__Passage to read__
Furthmore, it looks to me like there may be a Job leak even if the main job does complete successfully, if it's after the alt job has been destroy.
Matt is spot on. I ignored the case where we do want to keep alt jobs around even if main jobs have succeeded. 

I talked to Matt offline and will upload a second patch. rch@ and zhongyi@ are out. I will check with them on Monday.
As far as merging is concerned:  We may want to merge the fix to M56, given the potential size of the leak, but I don't think we want to merge it to M55, unless we have reason to think it's high impact.
Summary: Browser memory can grow upto 1GB because of HttpStreamFactoryImpl::JobController leak (was: Browser memory can grow upto 1GB because of network sockets: ClientSocketHandle)
+1 on the merge to M56. Huge kudos for tracking this down.

__Excerpts from a point labeling dataset__

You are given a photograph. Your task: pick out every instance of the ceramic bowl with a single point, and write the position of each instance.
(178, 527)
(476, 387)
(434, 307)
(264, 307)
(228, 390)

__The exercise__
Can you transcribe the bug thread word for word, from "Furthmore, it looks" to "network sockets: ClientSocketHandle)"? Rely only on the bug thread, not on the records.

__Reply to the exercise__
Furthmore, it looks to me like there may be a Job leak even if the main job does complete successfully, if it's after the alt job has been destroy.
Matt is spot on. I ignored the case where we do want to keep alt jobs around even if main jobs have succeeded. 

I talked to Matt offline and will upload a second patch. rch@ and zhongyi@ are out. I will check with them on Monday.
As far as merging is concerned:  We may want to merge the fix to M56, given the potential size of the leak, but I don't think we want to merge it to M55, unless we have reason to think it's high impact.
Summary: Browser memory can grow upto 1GB because of HttpStreamFactoryImpl::JobController leak (was: Browser memory can grow upto 1GB because of network sockets: ClientSocketHandle)